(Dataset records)
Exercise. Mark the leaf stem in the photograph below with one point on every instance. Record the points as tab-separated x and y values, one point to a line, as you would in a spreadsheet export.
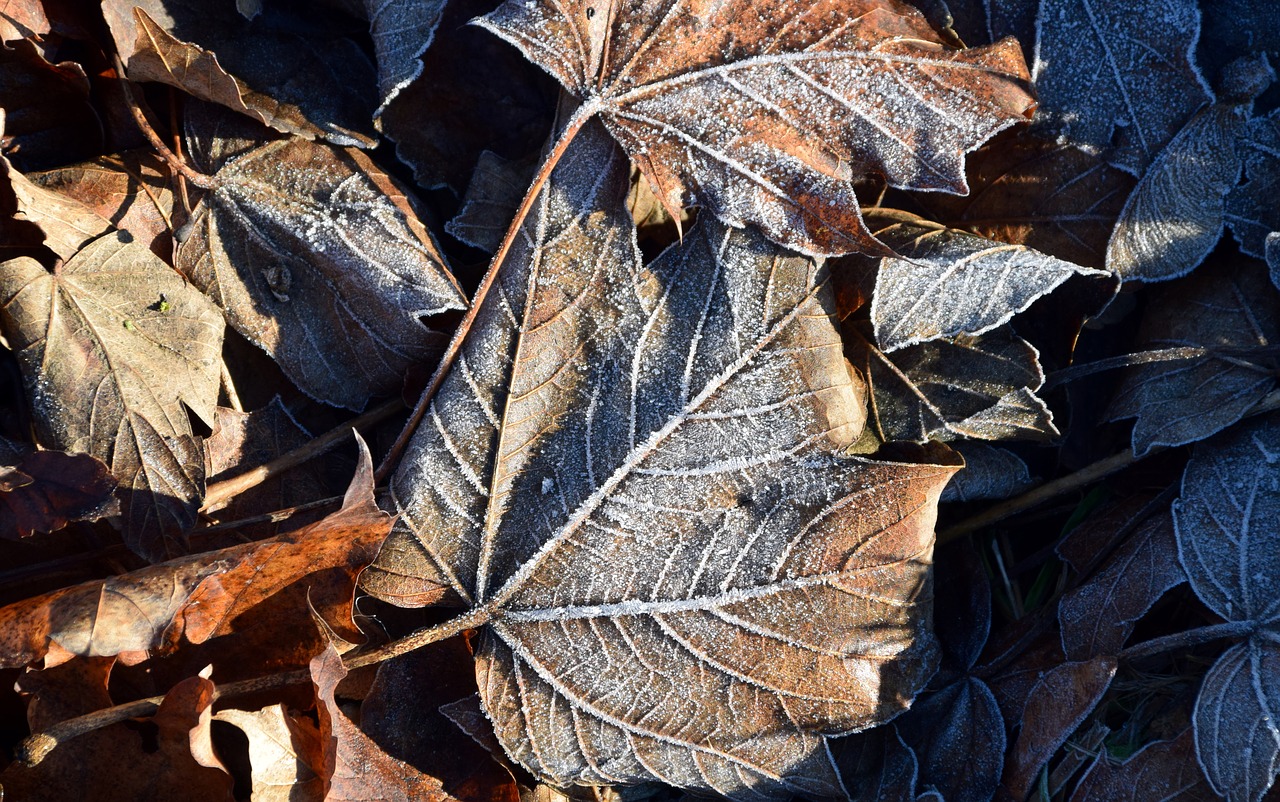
1185	640
544	172
36	747
223	491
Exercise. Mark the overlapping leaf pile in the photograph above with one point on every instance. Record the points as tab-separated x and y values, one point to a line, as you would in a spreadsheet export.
711	312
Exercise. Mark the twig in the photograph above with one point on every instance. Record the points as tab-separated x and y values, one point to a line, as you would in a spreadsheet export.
36	747
223	491
140	117
575	123
1185	640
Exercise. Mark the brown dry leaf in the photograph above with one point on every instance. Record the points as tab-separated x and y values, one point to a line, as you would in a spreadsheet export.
1059	701
635	475
767	111
284	754
145	612
1161	771
964	386
132	191
355	768
42	491
1042	195
318	257
311	87
115	348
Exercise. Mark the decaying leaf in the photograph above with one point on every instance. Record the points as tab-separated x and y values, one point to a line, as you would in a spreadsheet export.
766	113
1174	216
318	257
1224	308
988	472
41	491
965	386
1051	197
146	612
1161	771
1098	617
118	321
302	86
946	282
1109	74
640	489
1225	521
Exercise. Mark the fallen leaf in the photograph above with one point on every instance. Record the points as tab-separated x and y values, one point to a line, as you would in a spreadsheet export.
353	765
1230	496
1229	308
1107	77
965	386
1251	210
766	114
1059	702
663	536
309	86
494	192
990	472
1160	771
118	320
1047	196
284	754
132	191
319	259
475	95
946	283
146	612
1100	615
1175	215
42	491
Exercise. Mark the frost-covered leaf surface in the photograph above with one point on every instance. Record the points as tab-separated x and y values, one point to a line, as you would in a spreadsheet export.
1224	521
1118	73
681	563
1229	308
318	257
1175	215
117	374
964	386
764	113
990	472
1098	617
946	282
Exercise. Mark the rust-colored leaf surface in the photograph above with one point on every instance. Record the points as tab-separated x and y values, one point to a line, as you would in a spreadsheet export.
319	259
149	610
115	348
766	113
635	473
41	491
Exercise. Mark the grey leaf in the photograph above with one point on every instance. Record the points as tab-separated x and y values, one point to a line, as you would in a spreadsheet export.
1251	207
316	257
1175	215
946	282
1237	737
493	195
402	32
636	475
1109	73
1098	617
1185	401
1225	519
988	472
967	386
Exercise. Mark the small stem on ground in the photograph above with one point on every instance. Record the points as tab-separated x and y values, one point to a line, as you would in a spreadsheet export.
575	123
36	747
223	491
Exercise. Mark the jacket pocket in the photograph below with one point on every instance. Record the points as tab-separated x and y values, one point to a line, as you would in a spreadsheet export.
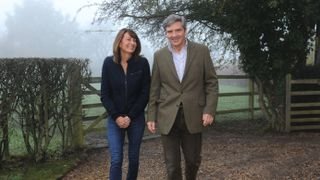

REQUIRED ACTION:
The pictures should be dropped, and every line above should be set down again exactly.

WRITTEN ANSWER:
Exercise. Mark the leaf stem in the photograph below with one point on every instance. Record the points as tab-separated x and y values, one point to a line, as you would in a spreadsheet export.
1185	640
544	172
36	747
223	491
Exercise. Mark the overlapping leaf pile in the photograph above with one point on every instance. Record the points as tab-separated x and y values, one point to a line, as you would in a spreadsheet export.
711	312
Exercise. Mark the twig in the photograph above with one point on every instance. Record the points as tab-separated x and y values, one point to a line, as you would in a spreadsheet export.
36	747
223	491
140	117
575	123
1185	640
Exercise. Mark the brown dry leaf in the photograph above with one point on every instance. Record the points as tab-separated x and y values, one point to a line, as you would in a spreadsheet export.
1059	701
635	475
767	111
284	754
145	612
1161	771
964	386
132	191
355	768
42	491
1042	195
318	257
311	87
115	348
Exercise. Mark the decaying leaf in the photograph above with one point on every instance. Record the points as tab-separated x and y values, one point to a line, as you would in a spreadsheet export.
766	113
1174	216
318	257
1224	308
988	472
41	491
965	386
1051	197
146	612
1161	771
1098	617
118	321
302	86
946	282
1109	74
640	489
1225	521
Exercise. Mark the fallen leaf in the photograph above with one point on every instance. Record the points as tab-separated x and y values, one point to a line, as you would in a spreadsheet export.
353	765
1230	496
1229	308
1107	77
965	386
1251	210
766	114
1059	702
663	536
309	86
494	192
990	472
1160	771
118	320
1047	196
284	754
132	191
319	259
475	95
946	283
146	612
1100	615
1175	215
42	491
Exercise. Mark the frost-covered leaf surface in the photograph above with one point on every instance. Record the points as tab-separated x and y values, one point to a line, as you would in a spreadsheet export.
1224	521
1118	73
681	563
1229	308
318	257
1175	215
117	374
964	386
764	113
990	472
1098	617
946	282
Exercise. Mark the rust-colored leaf surface in the photograph above with one point on every instance. Record the points as tab-separated x and y values, one point to a line, as you would in a spreadsheet export.
319	259
149	610
115	348
766	113
635	473
41	491
Exercise. Mark the grey leaf in the photograph above with one point on every instance. Record the points as tab-separated x and y values, one point to a line, as you would in a spreadsheet export.
1251	207
316	257
1175	215
946	282
1237	737
493	195
402	32
636	475
1109	73
1098	617
1185	401
1225	519
988	472
967	386
Exercise. Mark the small stem on ground in the photograph above with one point on every instance. Record the points as tab-separated x and y values, one point to a line, as you would in a spreadsheet export.
575	123
36	747
223	491
Exercise. Mark the jacket pocket in the photograph below with one point on every instance. Record the points as tab-separated x and y values, one point to a line, as you would in a spreadsheet export.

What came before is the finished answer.